• Set of tasks:
(a) For each statement (i)–(iii), say whether the commentary on fuel scarcity and the new Naira notes below agrees with it. Answer yes or no and quote the deciding words. (i) Those with friends or relatives in the deposit money banks can withdraw the new notes. (ii) Plum jobs are open equally to everyone. (iii) The lady in question is the root of the challenge.
(b) Answer these questions from the commentary on fuel scarcity and the new Naira notes below, one line each:
(i) Which protest does it say will stick to our memory for a long time?
(ii) Which illness does it use in its comparison about treating symptoms?
(iii) What name does it give the woman whose head some want to dance with in the market square?
(c) Reproduce word for word the part of the commentary on fuel scarcity and the new Naira notes below from "We have a deep" to "on the ailments.", including both ends.

Who has not been affected by the monstrous fuel scarcity that has crippled people’s daily activities; making citizens susceptible to giving anything, just to drive in and buy fuel for their mobility and domestic use? What about the poorly implemented new Naira notes circulation policy currently holding our nation by the jugular and gradually snowballing into an unrest? It takes those who have friends and relatives working in the deposit money banks (DMBs) to walk in and withdraw the new notes and go. The rest are left to give bribe or throw punches at the ATM queues in search of new Naira notes they are not sure of getting. Before now, we talk of people not having money in their account to withdraw, but now we are dealing with a situation where people will have funds in their accounts but cannot access it, while their families starve.

The army of overnight saints who want to dance in the market square with Sharon’s head should further engage in soul searching before drawing their dagger. The simple fact that she openly revealed her own means of killing a rat does not make her chief sinner over the rest of us. It is hypocritical and amounts to living in self-denial to pontificate round the city with a robe appearing as white as snow but the underneath is a den of filth. You don’t travel in devil’s way and expect to arrive at God’s destination.

We have a deep rooted challenge on our hand which the lady in question only signposts as a symptom. When you are down with malaria, do you go about treating lack of appetite, high body temperature or whatever your own symptoms are? You attack from the root by launching treatment on the ailments.

We have a system where the young population has continued to bear the brunt of agelong disorientated and distorted arrangement where all man is for himself and God for us all. We have an environment where the plum jobs are reserved for the children and cronies of the elite while the rest of us queue endlessly for employment positions that have already been filled. The youths are usually at the receiving end of poorly thought out and satanically implemented policies like that of the new Naira notes at the moment.

When we vote those who will turn a deaf ear while the security forces maul down the people in extra-judicial killing, who are those at the receiving end? The youths. The #EndSARS protest and the orgy of bloodletting that characterised it will for a long time stick to our memory.

• Dataset extract:

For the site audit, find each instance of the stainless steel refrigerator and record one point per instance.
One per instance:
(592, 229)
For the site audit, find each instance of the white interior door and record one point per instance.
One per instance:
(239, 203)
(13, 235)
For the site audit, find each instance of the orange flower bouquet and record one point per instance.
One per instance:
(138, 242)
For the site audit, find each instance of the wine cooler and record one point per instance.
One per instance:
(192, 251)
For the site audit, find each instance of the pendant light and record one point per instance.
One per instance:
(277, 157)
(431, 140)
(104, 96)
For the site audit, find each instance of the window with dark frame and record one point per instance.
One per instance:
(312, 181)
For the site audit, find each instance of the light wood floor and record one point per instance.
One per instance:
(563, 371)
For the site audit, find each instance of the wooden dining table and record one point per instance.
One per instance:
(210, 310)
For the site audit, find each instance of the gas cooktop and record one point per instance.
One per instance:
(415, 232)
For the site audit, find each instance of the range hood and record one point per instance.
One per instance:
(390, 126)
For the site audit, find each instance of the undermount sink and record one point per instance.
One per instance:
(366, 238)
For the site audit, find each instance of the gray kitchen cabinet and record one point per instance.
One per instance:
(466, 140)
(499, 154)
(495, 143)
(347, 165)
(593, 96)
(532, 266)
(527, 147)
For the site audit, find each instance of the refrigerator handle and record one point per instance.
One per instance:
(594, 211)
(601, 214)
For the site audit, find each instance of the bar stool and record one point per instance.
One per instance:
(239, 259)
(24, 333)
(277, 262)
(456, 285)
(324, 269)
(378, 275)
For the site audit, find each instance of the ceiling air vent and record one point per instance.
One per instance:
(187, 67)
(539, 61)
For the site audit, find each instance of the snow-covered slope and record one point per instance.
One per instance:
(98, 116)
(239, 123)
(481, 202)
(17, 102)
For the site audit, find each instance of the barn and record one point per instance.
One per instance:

• Outputs by task:
(a)
(i) Yes: "It takes those who have friends and relatives working in the deposit money banks (DMBs) to walk in and withdraw the new notes and go."
(ii) No: "the plum jobs are reserved for the children and cronies of the elite"
(iii) No: "which the lady in question only signposts as a symptom"

(b)
(i) The #EndSARS protest
(ii) Malaria
(iii) Sharon

(c)
We have a deep rooted challenge on our hand which the lady in question only signposts as a symptom. When you are down with malaria, do you go about treating lack of appetite, high body temperature or whatever your own symptoms are? You attack from the root by launching treatment on the ailments.